May 13, 2022
New Orleans It’s not just January 6th that shows how transferring accountability from institutions and governments to rank-and-file citizens can go awry. There seems to be a collapse in the thin wall between legitimate citizen action and calls to citizen vigilantism popping up more and more.
I stand behind no one when it comes to being an advocate and participant in citizen action as the heartbeat of democracy. I’m a more-more-more guy whether that’s calls and letters to government officials of sit-ins and rallies at their offices, even homes, to address grievances, be heard, and win change. I’m all for whistleblowers doing their blowing, being shielded from harassment and abuse, and getting compensated when they protect consumers and citizens. The questions are where do we drawn the line, and who and how handles the guardrails on the line.

#####

**Study questions**
(a) What does the writer of the citizen action column call citizen action?
(b) Summarize the citizen action column in two sentences.

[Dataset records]
#####

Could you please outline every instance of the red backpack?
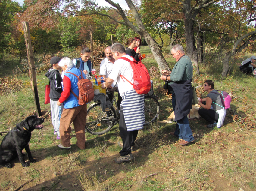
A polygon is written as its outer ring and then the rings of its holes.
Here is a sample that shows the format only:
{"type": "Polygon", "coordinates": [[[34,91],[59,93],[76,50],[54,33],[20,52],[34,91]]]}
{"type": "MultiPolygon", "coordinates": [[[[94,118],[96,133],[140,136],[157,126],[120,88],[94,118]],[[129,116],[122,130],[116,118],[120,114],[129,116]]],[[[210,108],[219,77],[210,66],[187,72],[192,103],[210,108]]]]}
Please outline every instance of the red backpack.
{"type": "MultiPolygon", "coordinates": [[[[146,94],[150,90],[151,84],[150,77],[147,68],[141,62],[137,62],[133,58],[133,61],[125,57],[121,57],[120,59],[129,62],[133,70],[133,84],[125,78],[123,75],[120,76],[123,80],[124,78],[133,85],[133,87],[139,94],[146,94]]],[[[124,81],[124,80],[123,80],[124,81]]]]}

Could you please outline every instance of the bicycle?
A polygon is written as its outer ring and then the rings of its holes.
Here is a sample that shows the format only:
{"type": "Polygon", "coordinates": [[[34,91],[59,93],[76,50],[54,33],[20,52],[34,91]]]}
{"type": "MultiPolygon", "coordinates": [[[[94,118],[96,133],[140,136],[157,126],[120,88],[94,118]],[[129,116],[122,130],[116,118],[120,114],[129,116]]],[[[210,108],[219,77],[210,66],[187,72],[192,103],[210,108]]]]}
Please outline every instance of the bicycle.
{"type": "MultiPolygon", "coordinates": [[[[107,91],[107,94],[112,94],[113,96],[111,102],[112,106],[109,108],[109,111],[103,112],[99,101],[95,101],[89,104],[90,106],[87,110],[85,128],[91,134],[102,135],[110,130],[114,125],[119,122],[119,109],[117,107],[114,92],[111,90],[107,91]],[[117,112],[113,106],[114,103],[117,112]]],[[[154,121],[159,113],[160,105],[154,95],[152,84],[150,91],[145,95],[144,103],[145,125],[154,121]]]]}

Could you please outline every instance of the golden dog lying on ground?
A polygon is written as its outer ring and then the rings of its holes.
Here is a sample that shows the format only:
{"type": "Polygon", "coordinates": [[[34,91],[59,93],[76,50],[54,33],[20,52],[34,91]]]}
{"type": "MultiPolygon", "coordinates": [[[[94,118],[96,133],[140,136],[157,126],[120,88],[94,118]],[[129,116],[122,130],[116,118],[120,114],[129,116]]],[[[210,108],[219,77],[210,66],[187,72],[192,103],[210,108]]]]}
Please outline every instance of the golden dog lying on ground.
{"type": "MultiPolygon", "coordinates": [[[[201,108],[201,106],[198,104],[196,105],[192,105],[192,109],[190,109],[190,111],[189,114],[188,114],[188,119],[193,119],[197,118],[199,118],[201,116],[198,114],[198,110],[201,108]]],[[[163,120],[162,121],[159,121],[158,122],[161,123],[172,123],[171,120],[173,120],[175,117],[174,112],[173,112],[170,115],[170,116],[167,118],[166,120],[163,120]]]]}

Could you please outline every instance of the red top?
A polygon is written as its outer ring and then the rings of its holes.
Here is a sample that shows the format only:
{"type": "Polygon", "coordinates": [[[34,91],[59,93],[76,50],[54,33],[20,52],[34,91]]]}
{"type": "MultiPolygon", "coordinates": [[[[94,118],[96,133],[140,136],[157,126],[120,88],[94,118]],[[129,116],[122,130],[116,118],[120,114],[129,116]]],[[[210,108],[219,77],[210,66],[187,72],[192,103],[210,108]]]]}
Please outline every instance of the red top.
{"type": "MultiPolygon", "coordinates": [[[[135,47],[134,48],[133,48],[133,50],[134,50],[134,51],[135,51],[135,52],[136,52],[136,51],[137,50],[137,46],[136,46],[136,47],[135,47]]],[[[139,58],[139,59],[140,59],[140,60],[142,60],[142,59],[143,59],[143,57],[142,56],[141,56],[141,57],[140,57],[140,58],[139,58]]]]}
{"type": "Polygon", "coordinates": [[[59,99],[59,101],[62,103],[65,100],[68,98],[70,95],[70,91],[71,90],[71,81],[68,77],[64,76],[63,78],[63,84],[65,86],[63,87],[63,91],[61,93],[61,97],[59,99]]]}

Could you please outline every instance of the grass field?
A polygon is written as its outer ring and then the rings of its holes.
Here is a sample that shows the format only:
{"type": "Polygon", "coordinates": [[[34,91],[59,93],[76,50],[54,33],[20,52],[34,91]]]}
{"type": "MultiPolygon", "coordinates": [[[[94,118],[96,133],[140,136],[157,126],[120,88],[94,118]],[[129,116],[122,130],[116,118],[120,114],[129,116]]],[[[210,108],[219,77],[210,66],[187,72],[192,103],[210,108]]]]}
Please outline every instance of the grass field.
{"type": "MultiPolygon", "coordinates": [[[[236,66],[223,78],[219,64],[200,66],[201,75],[194,77],[195,86],[203,84],[206,79],[212,79],[215,89],[232,94],[231,109],[227,111],[223,125],[219,129],[207,128],[206,121],[201,118],[190,120],[195,141],[181,146],[177,144],[179,139],[170,134],[176,123],[158,123],[172,111],[171,98],[162,88],[164,82],[159,80],[157,64],[149,49],[142,47],[141,49],[147,56],[143,62],[150,71],[161,106],[158,120],[139,132],[135,142],[138,149],[133,152],[135,160],[121,164],[114,162],[120,150],[117,144],[121,140],[118,124],[102,135],[86,133],[86,149],[83,150],[76,145],[72,127],[71,148],[58,148],[60,141],[53,135],[50,106],[44,104],[48,81],[42,73],[36,77],[41,110],[45,120],[43,129],[32,132],[30,143],[37,162],[23,168],[17,159],[11,163],[14,166],[11,169],[0,166],[0,190],[14,190],[31,178],[20,190],[256,190],[255,79],[241,73],[236,66]],[[241,118],[233,117],[234,111],[241,118]]],[[[172,68],[175,59],[170,55],[164,56],[172,68]]],[[[15,63],[18,62],[17,60],[15,63]]],[[[15,67],[14,64],[8,70],[5,68],[1,76],[10,75],[15,67]]],[[[96,69],[98,73],[98,67],[96,69]]],[[[20,80],[23,83],[20,89],[0,96],[0,132],[9,130],[26,117],[35,114],[29,77],[23,74],[9,77],[20,80]]],[[[206,94],[201,87],[199,90],[198,94],[205,97],[206,94]]],[[[0,136],[0,141],[3,136],[0,136]]],[[[25,159],[28,160],[27,157],[25,159]]]]}

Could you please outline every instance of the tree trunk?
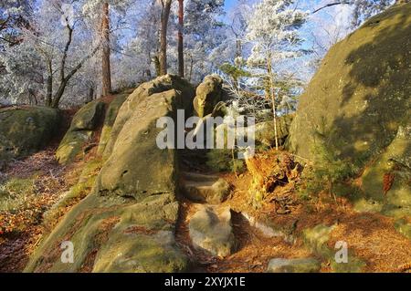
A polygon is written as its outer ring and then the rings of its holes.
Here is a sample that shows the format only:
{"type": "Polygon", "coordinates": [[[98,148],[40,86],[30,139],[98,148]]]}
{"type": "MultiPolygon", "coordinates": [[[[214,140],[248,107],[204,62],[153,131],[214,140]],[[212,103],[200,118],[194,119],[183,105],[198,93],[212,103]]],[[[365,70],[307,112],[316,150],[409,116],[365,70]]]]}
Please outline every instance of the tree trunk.
{"type": "Polygon", "coordinates": [[[110,66],[110,13],[109,3],[104,3],[102,6],[101,20],[101,36],[102,36],[102,95],[107,96],[111,93],[111,72],[110,66]]]}
{"type": "Polygon", "coordinates": [[[160,31],[160,76],[167,74],[167,26],[172,0],[162,0],[162,26],[160,31]]]}
{"type": "Polygon", "coordinates": [[[184,55],[183,50],[183,28],[184,21],[184,0],[178,0],[178,36],[177,36],[177,51],[178,51],[178,75],[184,77],[184,55]]]}
{"type": "Polygon", "coordinates": [[[275,88],[274,88],[274,75],[272,73],[272,60],[271,56],[269,55],[267,59],[267,69],[269,71],[269,93],[271,95],[271,102],[272,102],[272,113],[274,115],[274,138],[276,140],[276,150],[279,151],[279,133],[277,131],[277,109],[276,109],[276,97],[275,97],[275,88]]]}
{"type": "Polygon", "coordinates": [[[53,68],[51,59],[47,59],[47,93],[46,99],[46,106],[51,107],[53,102],[53,68]]]}

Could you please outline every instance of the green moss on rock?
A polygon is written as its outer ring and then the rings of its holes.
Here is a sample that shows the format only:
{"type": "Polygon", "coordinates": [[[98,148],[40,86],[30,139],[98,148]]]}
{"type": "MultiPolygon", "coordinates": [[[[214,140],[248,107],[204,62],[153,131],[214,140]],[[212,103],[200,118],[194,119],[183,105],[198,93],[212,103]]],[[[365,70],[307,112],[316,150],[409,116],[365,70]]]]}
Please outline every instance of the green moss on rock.
{"type": "Polygon", "coordinates": [[[191,86],[184,91],[184,86],[173,88],[173,82],[185,81],[174,76],[158,78],[127,99],[113,126],[117,133],[111,135],[115,140],[112,151],[94,189],[44,237],[26,272],[180,272],[188,268],[188,259],[174,235],[179,209],[174,194],[175,152],[161,150],[155,142],[161,130],[156,120],[174,118],[185,102],[184,96],[188,103],[193,100],[194,92],[182,95],[192,90],[191,86]],[[74,244],[73,264],[60,260],[63,241],[74,244]]]}
{"type": "Polygon", "coordinates": [[[56,159],[59,163],[69,163],[81,152],[97,129],[103,109],[104,103],[94,100],[83,106],[74,115],[70,128],[56,151],[56,159]]]}
{"type": "Polygon", "coordinates": [[[292,151],[314,161],[322,136],[360,169],[385,151],[409,114],[410,26],[411,4],[395,5],[330,49],[300,99],[292,151]]]}

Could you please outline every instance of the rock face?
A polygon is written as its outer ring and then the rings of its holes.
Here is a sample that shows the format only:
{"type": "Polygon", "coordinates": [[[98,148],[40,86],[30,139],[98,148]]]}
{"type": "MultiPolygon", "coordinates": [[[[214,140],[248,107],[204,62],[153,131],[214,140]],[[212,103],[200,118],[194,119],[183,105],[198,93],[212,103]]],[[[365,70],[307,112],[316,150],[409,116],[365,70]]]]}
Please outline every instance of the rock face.
{"type": "Polygon", "coordinates": [[[221,101],[223,79],[218,75],[209,75],[198,85],[194,99],[194,109],[202,118],[213,112],[216,105],[221,101]]]}
{"type": "Polygon", "coordinates": [[[190,116],[193,97],[192,86],[172,75],[144,83],[129,96],[104,151],[104,155],[111,154],[98,179],[100,194],[139,199],[174,192],[175,151],[157,146],[156,138],[163,129],[156,122],[161,117],[175,118],[178,109],[190,116]]]}
{"type": "Polygon", "coordinates": [[[94,100],[83,106],[74,115],[70,128],[56,151],[56,159],[59,163],[73,161],[97,129],[103,110],[104,103],[94,100]]]}
{"type": "Polygon", "coordinates": [[[114,97],[112,101],[110,103],[109,107],[106,110],[106,115],[104,117],[104,124],[103,128],[101,130],[101,135],[100,137],[99,141],[99,148],[97,150],[97,153],[99,155],[102,155],[104,152],[104,150],[106,148],[107,142],[110,140],[110,135],[111,133],[112,126],[114,125],[114,122],[116,121],[117,114],[119,113],[119,110],[126,100],[127,97],[130,94],[120,94],[114,97]]]}
{"type": "Polygon", "coordinates": [[[332,47],[300,99],[288,140],[311,161],[321,161],[315,150],[324,144],[355,172],[367,165],[364,192],[380,203],[386,194],[387,213],[400,205],[410,213],[402,178],[411,172],[410,26],[411,3],[397,5],[332,47]]]}
{"type": "Polygon", "coordinates": [[[0,161],[26,156],[41,150],[60,126],[57,109],[46,107],[0,109],[0,161]]]}
{"type": "Polygon", "coordinates": [[[229,184],[217,176],[184,172],[181,188],[185,197],[194,202],[218,204],[226,200],[229,184]]]}
{"type": "Polygon", "coordinates": [[[93,192],[42,242],[26,272],[187,269],[188,260],[174,234],[179,208],[176,155],[174,150],[159,149],[155,140],[162,130],[156,120],[174,117],[193,99],[191,85],[170,75],[141,85],[129,96],[114,122],[111,154],[93,192]],[[73,264],[61,263],[62,241],[74,244],[73,264]]]}
{"type": "Polygon", "coordinates": [[[317,273],[321,269],[321,264],[314,258],[300,259],[271,259],[267,272],[269,273],[317,273]]]}
{"type": "Polygon", "coordinates": [[[200,206],[189,223],[190,237],[195,246],[214,255],[225,257],[235,248],[231,227],[231,211],[228,207],[200,206]]]}
{"type": "MultiPolygon", "coordinates": [[[[279,144],[282,145],[289,136],[294,114],[283,115],[277,118],[277,137],[279,144]]],[[[259,122],[255,125],[255,140],[258,144],[275,146],[274,121],[259,122]]]]}

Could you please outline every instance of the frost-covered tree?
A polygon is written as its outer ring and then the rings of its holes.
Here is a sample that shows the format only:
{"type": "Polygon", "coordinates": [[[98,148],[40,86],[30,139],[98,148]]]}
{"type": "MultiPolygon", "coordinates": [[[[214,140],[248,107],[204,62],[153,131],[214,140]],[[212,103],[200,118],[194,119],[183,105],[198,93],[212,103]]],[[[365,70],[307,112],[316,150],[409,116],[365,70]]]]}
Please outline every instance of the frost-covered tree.
{"type": "Polygon", "coordinates": [[[360,26],[365,19],[385,10],[393,4],[400,3],[403,0],[335,0],[327,1],[321,4],[318,8],[313,10],[317,13],[322,9],[345,5],[353,7],[352,26],[356,27],[360,26]]]}
{"type": "Polygon", "coordinates": [[[2,0],[0,2],[0,49],[18,43],[18,28],[28,28],[34,0],[2,0]]]}
{"type": "Polygon", "coordinates": [[[276,149],[278,93],[277,71],[285,59],[300,56],[301,39],[298,29],[305,22],[307,13],[295,6],[294,0],[263,0],[254,6],[248,18],[247,38],[253,43],[248,64],[262,70],[267,97],[271,99],[274,115],[276,149]]]}
{"type": "Polygon", "coordinates": [[[19,28],[19,43],[0,54],[5,70],[0,79],[3,94],[58,108],[73,77],[96,54],[100,43],[90,41],[90,31],[77,2],[41,3],[29,28],[19,28]]]}
{"type": "Polygon", "coordinates": [[[215,50],[225,41],[219,17],[224,0],[186,0],[184,7],[185,77],[200,81],[221,64],[215,63],[215,50]]]}

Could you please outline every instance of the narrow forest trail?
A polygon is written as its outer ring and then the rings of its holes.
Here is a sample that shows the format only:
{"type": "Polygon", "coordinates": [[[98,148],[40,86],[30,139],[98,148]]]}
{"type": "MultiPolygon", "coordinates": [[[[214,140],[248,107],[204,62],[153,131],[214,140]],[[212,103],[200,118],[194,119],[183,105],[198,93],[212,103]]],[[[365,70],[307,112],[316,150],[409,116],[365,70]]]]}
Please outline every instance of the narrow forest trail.
{"type": "MultiPolygon", "coordinates": [[[[182,151],[181,169],[184,171],[204,175],[217,175],[226,181],[237,180],[234,173],[218,173],[212,171],[206,165],[206,150],[182,151]]],[[[247,205],[247,188],[249,177],[241,175],[239,185],[230,182],[227,199],[214,207],[229,207],[231,209],[231,226],[235,236],[235,247],[231,255],[226,257],[212,255],[210,253],[195,247],[189,234],[189,222],[198,210],[208,203],[198,203],[182,195],[180,200],[180,217],[176,225],[176,241],[193,262],[193,272],[235,273],[235,272],[266,272],[270,259],[274,257],[307,257],[310,251],[300,242],[285,242],[282,237],[269,236],[257,227],[250,225],[248,220],[238,209],[247,205]],[[238,186],[241,189],[236,189],[238,186]],[[242,204],[242,206],[239,206],[242,204]]]]}
{"type": "MultiPolygon", "coordinates": [[[[193,262],[193,272],[232,273],[266,272],[272,258],[313,257],[321,264],[321,272],[332,272],[330,259],[312,253],[301,233],[319,224],[334,225],[326,244],[332,250],[339,240],[348,242],[350,254],[364,263],[365,272],[410,272],[411,242],[395,226],[392,218],[378,213],[359,213],[352,209],[349,202],[339,198],[336,204],[330,197],[322,197],[314,204],[299,202],[287,214],[279,213],[274,203],[269,203],[256,210],[248,203],[251,173],[236,176],[234,173],[217,173],[206,167],[204,150],[180,152],[180,167],[183,171],[206,175],[218,175],[230,183],[227,199],[217,207],[231,209],[231,226],[236,240],[232,254],[222,258],[195,247],[189,234],[189,223],[193,215],[205,204],[179,196],[180,217],[176,225],[176,241],[193,262]],[[277,225],[287,229],[294,225],[294,240],[288,241],[282,235],[272,236],[250,225],[249,219],[269,217],[277,225]],[[248,218],[246,218],[248,217],[248,218]]],[[[278,187],[273,195],[289,191],[289,185],[278,187]]],[[[263,226],[265,227],[265,226],[263,226]]],[[[335,250],[336,252],[337,250],[335,250]]]]}

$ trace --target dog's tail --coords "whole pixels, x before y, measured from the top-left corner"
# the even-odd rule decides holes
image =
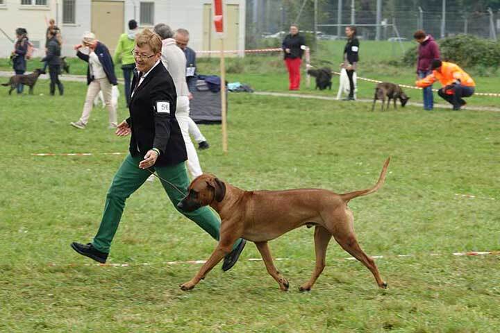
[[[381,176],[380,177],[378,177],[378,181],[377,181],[377,183],[375,184],[375,186],[374,186],[371,189],[362,189],[361,191],[354,191],[353,192],[349,193],[344,193],[343,194],[340,194],[340,197],[344,200],[344,201],[347,203],[349,202],[349,200],[350,200],[351,199],[353,199],[354,198],[362,196],[367,196],[368,194],[371,194],[376,191],[382,187],[384,181],[385,180],[385,174],[387,173],[387,169],[388,166],[389,166],[390,162],[390,156],[388,157],[387,160],[385,160],[385,163],[384,163],[384,166],[382,168],[382,172],[381,172]]]

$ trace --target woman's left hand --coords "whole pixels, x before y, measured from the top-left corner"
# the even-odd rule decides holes
[[[148,152],[146,153],[146,155],[144,155],[144,159],[139,163],[139,167],[140,169],[151,168],[156,162],[156,159],[158,159],[158,153],[156,153],[155,151],[148,151]]]

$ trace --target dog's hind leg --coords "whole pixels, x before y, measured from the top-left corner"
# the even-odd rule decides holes
[[[344,219],[344,218],[341,219]],[[353,228],[353,218],[352,213],[349,210],[346,210],[344,221],[342,221],[342,223],[339,222],[340,221],[338,221],[336,223],[335,232],[333,234],[337,243],[370,270],[379,287],[387,288],[387,283],[381,278],[375,262],[365,253],[358,244]]]
[[[325,267],[325,258],[326,257],[326,248],[331,239],[331,234],[324,227],[317,225],[315,228],[315,250],[316,252],[316,266],[312,271],[310,280],[299,288],[301,291],[310,290],[317,278],[323,272]]]
[[[375,110],[375,102],[376,102],[377,100],[377,91],[375,90],[375,95],[374,96],[374,103],[372,105],[372,112]]]
[[[266,266],[267,273],[269,273],[269,275],[272,276],[273,278],[276,280],[276,282],[278,282],[278,284],[279,284],[280,286],[280,289],[283,291],[288,291],[289,287],[288,280],[283,278],[283,275],[280,274],[276,268],[274,266],[274,264],[273,263],[272,260],[272,256],[271,255],[271,251],[269,249],[267,242],[259,241],[256,242],[255,244],[257,246],[257,249],[260,253],[262,260],[264,260],[264,264]]]

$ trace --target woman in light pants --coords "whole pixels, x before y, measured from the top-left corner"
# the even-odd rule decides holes
[[[96,40],[95,35],[92,33],[85,33],[82,44],[83,45],[75,46],[74,49],[78,51],[76,56],[89,64],[87,69],[88,87],[82,115],[78,121],[72,122],[71,124],[77,128],[85,128],[90,117],[94,99],[101,91],[104,104],[109,113],[109,128],[115,128],[117,126],[117,111],[111,100],[112,86],[118,83],[111,56],[106,45]],[[83,46],[88,47],[88,54],[80,51],[80,49]]]
[[[190,173],[191,173],[191,176],[193,178],[196,178],[203,173],[203,171],[201,171],[201,166],[199,164],[196,148],[189,135],[189,123],[190,121],[192,121],[192,119],[189,117],[189,98],[187,96],[177,96],[176,117],[177,118],[177,122],[179,126],[181,126],[181,130],[182,131],[183,137],[184,138],[184,142],[186,146],[186,151],[188,152],[186,164],[188,165],[188,170]]]

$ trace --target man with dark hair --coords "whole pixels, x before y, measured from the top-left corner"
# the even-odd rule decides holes
[[[135,46],[135,35],[138,32],[137,22],[135,19],[128,21],[128,31],[122,33],[118,40],[118,44],[115,50],[113,56],[113,62],[117,65],[122,62],[122,70],[124,74],[124,80],[125,84],[125,98],[127,102],[127,108],[130,105],[130,89],[131,78],[135,68],[132,51]]]
[[[64,86],[59,80],[59,72],[60,71],[60,44],[58,40],[59,30],[51,30],[49,31],[47,37],[49,42],[47,43],[47,54],[43,61],[49,66],[49,74],[50,76],[50,94],[53,96],[56,93],[56,86],[59,89],[59,94],[64,94]]]
[[[417,30],[413,37],[419,44],[418,48],[418,60],[417,60],[417,78],[423,78],[431,74],[431,62],[440,58],[440,51],[438,44],[431,35],[426,35],[423,30]],[[434,97],[432,85],[423,89],[424,110],[431,110],[434,106]]]
[[[188,89],[190,91],[189,98],[192,99],[192,92],[196,91],[196,83],[198,80],[198,76],[196,74],[196,52],[188,46],[190,35],[189,31],[186,29],[177,29],[174,35],[174,39],[176,40],[177,46],[184,51],[186,58],[186,82],[188,83]],[[198,126],[191,117],[188,120],[189,133],[192,135],[194,141],[198,143],[198,149],[208,149],[210,145]]]
[[[354,101],[354,73],[358,69],[359,62],[359,40],[356,37],[358,30],[354,26],[346,26],[345,34],[347,37],[347,43],[344,47],[344,67],[347,72],[349,79],[349,94],[346,101]]]
[[[300,65],[305,44],[306,39],[299,33],[299,26],[297,24],[290,25],[290,33],[281,44],[285,65],[288,70],[289,90],[299,90],[300,88]]]
[[[458,110],[467,103],[462,97],[470,97],[474,93],[476,83],[458,65],[435,59],[431,64],[432,73],[416,82],[417,87],[429,87],[439,80],[443,87],[438,94],[453,105],[453,110]]]

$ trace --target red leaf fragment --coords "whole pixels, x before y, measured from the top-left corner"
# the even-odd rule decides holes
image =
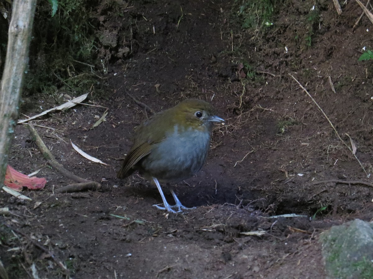
[[[44,177],[30,177],[17,171],[9,165],[7,167],[4,185],[15,191],[21,192],[23,187],[32,190],[42,189],[46,183],[47,180]]]

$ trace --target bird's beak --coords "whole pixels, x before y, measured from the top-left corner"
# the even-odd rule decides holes
[[[225,122],[224,119],[221,118],[216,115],[211,116],[209,118],[209,122],[218,122],[219,123],[222,123]]]

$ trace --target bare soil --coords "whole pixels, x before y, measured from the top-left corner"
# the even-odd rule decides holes
[[[41,168],[48,183],[23,191],[31,201],[0,194],[0,207],[11,212],[0,216],[0,255],[11,278],[34,278],[33,263],[40,278],[66,278],[60,261],[82,279],[325,278],[318,236],[350,219],[370,221],[372,189],[361,182],[373,182],[289,74],[350,147],[351,137],[370,174],[373,74],[372,62],[358,59],[363,47],[372,49],[373,26],[364,16],[353,28],[362,12],[354,1],[340,16],[332,1],[319,1],[313,21],[315,2],[294,0],[279,4],[273,25],[253,31],[241,28],[233,4],[140,1],[121,13],[100,11],[100,30],[118,42],[101,50],[110,58],[99,81],[107,96],[89,102],[104,107],[79,105],[34,123],[50,127],[36,128],[60,163],[102,189],[54,193],[71,182],[18,126],[10,164],[25,173]],[[152,206],[162,200],[151,183],[137,174],[115,178],[149,113],[127,93],[156,111],[202,99],[226,120],[202,170],[163,186],[168,200],[174,189],[196,209],[165,212]],[[105,108],[107,121],[90,129]],[[81,156],[70,139],[110,166]],[[306,217],[269,218],[288,214]]]

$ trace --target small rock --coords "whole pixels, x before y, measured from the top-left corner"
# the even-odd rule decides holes
[[[373,224],[356,219],[332,227],[320,241],[330,278],[373,278]]]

#####

**Written answers**
(a) The heartbeat of democracy.

(b) The writer says January 6th is not the only sign that shifting accountability from institutions and governments to ordinary citizens can go awry, pointing to a collapsing wall between legitimate citizen action and calls to vigilantism. A firm advocate of citizen action and of shielded, compensated whistleblowers, the writer asks where the line should be drawn and who should handle its guardrails and how.